> **Uraian Soal**
Lanjutkan teks di bawah tentang rizki dan ketekunan beribadah kepada Allah, mulai dari setelah kalimat terakhirnya.

> **Teks yang Diberikan**
----

Jika dulu konsep yang sering kita gunakan adalah
mendahulukan usaha untuk membuka pintu rizki kita, sekarang coba kita ubah.
Kita dahulukan dengan mendekati Sang Pemberi rizki yakni Allah SWT terlebih
dahulu Barulah disertai dengan usaha atau ikhtiar sebagai jalan Allah
memberikan rizki kepada kita. Dalam hadits nabi juga dijelaskan orang yang
tekun ibadah kepada Allah, Allah akan menjamin rizkinya. Sebagaimana sabda Nabi
melalui hadist qudsi:
يَا
ابْنَ آدَمَ، تَفَرَّغْ لِعِبَادَتِي أَمْلَأْ صَدْرَكَ غِنًى، وَأَسُدَّ
فَقْرَكَ، وَإِلَّا تَفْعَلْ مَلَأْتُ صَدْرَكَ شُغْلًا وَلَمْ أَسُدَّ
فَقْرَكَ" (رواه احمد)
Artinya: "Hai anak Adam, tekunlah beribadah
kepada-Ku, niscaya Kupenuhi dadamu dengan kekayaan dan Kututup kefakiranmu. Dan
jika kamu tidak melakukannya, maka Aku akan memenuhi dadamu dengan kesibukan
dan Aku tidak mau menutup kefakiranmu." (HR. Imam Ahmad)
Maasyiral Muslimin rahimakumullah.
Inilah janji Allah untuk hamba-hamba yang tekun
beribadah kepada Allah. Ia akan dipenuhi kebutuhannya, ia akan dipenuhi hatinya
dengan rasa syukur dan akan dihindarkan dari kefakiran. Secara teori, tugas
manusia memang untuk beribadah kepada Allah. Karena itulah tujuan Allah
menciptakan manusia. Sebagaimana dapat kita lihat pada firman Allah dalam surat
adz-Dzariyat ayat 56. Jika kita sebagai hambah telah melakukan tugas kita, maka
pasti, Allah yang menitahkan akan mencukupi kebutuhan bagi kita.

----

> **Data Tercatat**
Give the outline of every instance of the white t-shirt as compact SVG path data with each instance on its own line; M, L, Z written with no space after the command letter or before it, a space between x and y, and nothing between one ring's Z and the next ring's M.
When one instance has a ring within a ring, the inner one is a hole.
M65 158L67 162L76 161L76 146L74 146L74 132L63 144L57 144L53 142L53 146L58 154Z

----

> **Jawaban Tertulis**
Analogi sederhanya, ketika kita bekerja. Entah itu
di pabrik, instansi atau apapun itu. Cukup kita melakukan apa yang menjadi
tugas kita. Melakukannya dengan benar dan sungguh-sunungguh sesuai dengan
keinginan orang yang mempekerjakan kita, maka orang yang mempekerjakan kita
tentu akan memberikan kita upah atas apa yang kita kerjakan. Begitu pula ketika
kita beribadah kepada Allah, melakukan apa yang Allah perintahkan. Pasti
Allah-lah yang menjamin kebutuhan untuk kita.
Tentunya masih banyak sekali dalil-dalil yang
menjelaskan tentang masalah ini. Namun terkadang kita sebagai manusia masih
terkungkung dalam teori karena bekerjalah kita mendapat upah. Sehingga ini
membuat keyakinan dalam hati kita tidak terbentuk sempurna bahwa rizki adalah
ketentuan Allah. Karena keraguan inilah akhirnya yang menjadi penghalang
sampainya rizki Allah kepada kita. Karena Allah adalah sesuai dengan pra-sangka
hamba-Nya.
Jika kita ingin kebutuhan kita dicukupkan oleh
Allah, dekatkan diri kepada-Nya dan mantabkan keyakinan bahwa Allah-lah yang
akan menjamin masalah rizki kita. Dialah Dzat Yang Maha Kaya. Memenuhi
kebutuhan kita adalah perkara yang sangat mudah bagi-Nya. Asal kita mau
menengadah, meminta dan mendekat kepada-Nya. Jalan rizki akan terbuka bagi
kita. Semoga Allah SWT memberikan rizki keimanan, kekuatan taqwa dan kekuatan
materi untuk bekal kita dalam menitih ridha-Nya.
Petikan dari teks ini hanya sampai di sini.